Aim
Pull out every line below that contains the word "white".

Lines from a dataset

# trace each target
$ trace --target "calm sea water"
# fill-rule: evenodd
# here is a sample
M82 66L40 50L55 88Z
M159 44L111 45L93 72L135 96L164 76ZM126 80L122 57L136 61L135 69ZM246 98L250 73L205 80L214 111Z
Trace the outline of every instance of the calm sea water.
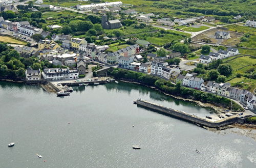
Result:
M256 166L252 138L209 131L133 101L141 98L203 116L208 109L133 84L74 89L61 98L38 86L0 82L0 167ZM16 144L8 148L11 142Z

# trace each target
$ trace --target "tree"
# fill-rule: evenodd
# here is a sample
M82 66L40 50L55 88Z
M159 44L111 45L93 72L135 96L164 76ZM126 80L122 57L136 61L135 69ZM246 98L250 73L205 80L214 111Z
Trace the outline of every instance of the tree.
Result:
M93 25L93 29L94 29L96 31L98 32L101 31L103 30L102 26L99 24L95 24Z
M16 76L24 77L25 76L25 70L23 68L19 68L15 72Z
M44 39L44 37L42 37L41 35L38 34L32 35L31 38L37 42L38 42L40 40Z
M72 30L69 26L65 25L62 29L61 32L65 35L68 35L72 32Z
M218 71L222 75L228 76L232 73L231 66L226 64L222 64L218 67Z
M226 77L224 75L219 75L219 76L217 77L217 82L219 83L224 83L226 81Z
M42 69L42 67L41 66L41 64L38 63L36 63L33 64L33 65L32 66L32 68L33 69Z
M173 46L173 49L176 52L185 53L188 51L188 46L185 44L177 43Z
M88 31L88 33L91 35L91 36L95 36L96 35L97 32L96 30L95 30L93 29L91 29Z
M163 48L160 48L157 51L157 54L158 57L165 57L168 55L169 52Z
M117 37L119 37L122 35L122 33L119 31L114 31L113 33L115 35L115 36Z
M210 52L210 47L208 45L204 45L202 46L201 53L202 54Z
M212 69L208 72L207 78L209 80L215 80L219 75L220 73L217 70Z

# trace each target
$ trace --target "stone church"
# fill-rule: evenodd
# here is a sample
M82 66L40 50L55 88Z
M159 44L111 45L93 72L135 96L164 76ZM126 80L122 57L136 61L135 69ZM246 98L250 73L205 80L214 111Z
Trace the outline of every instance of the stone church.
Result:
M108 20L108 16L103 15L101 18L101 26L105 29L114 29L122 27L122 24L118 19Z

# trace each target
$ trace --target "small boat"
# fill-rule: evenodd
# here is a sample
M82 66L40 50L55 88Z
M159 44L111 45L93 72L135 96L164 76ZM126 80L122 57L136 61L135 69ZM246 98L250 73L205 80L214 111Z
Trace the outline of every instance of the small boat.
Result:
M72 88L72 87L69 87L68 90L69 90L69 92L73 92L73 88Z
M205 116L205 117L206 117L206 118L207 118L207 119L212 119L211 117L209 117L209 116Z
M57 93L57 96L69 96L69 94L68 92L60 91Z
M226 115L226 116L227 116L228 117L230 117L230 116L233 116L233 115L232 115L229 113L226 113L225 114Z
M138 145L133 145L133 148L134 149L140 149L140 147Z

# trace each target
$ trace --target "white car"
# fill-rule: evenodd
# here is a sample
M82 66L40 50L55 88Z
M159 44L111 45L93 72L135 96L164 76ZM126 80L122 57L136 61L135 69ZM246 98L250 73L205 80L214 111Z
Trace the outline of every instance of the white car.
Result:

Solution
$ trace --target "white car"
Trace the outline of every instance of the white car.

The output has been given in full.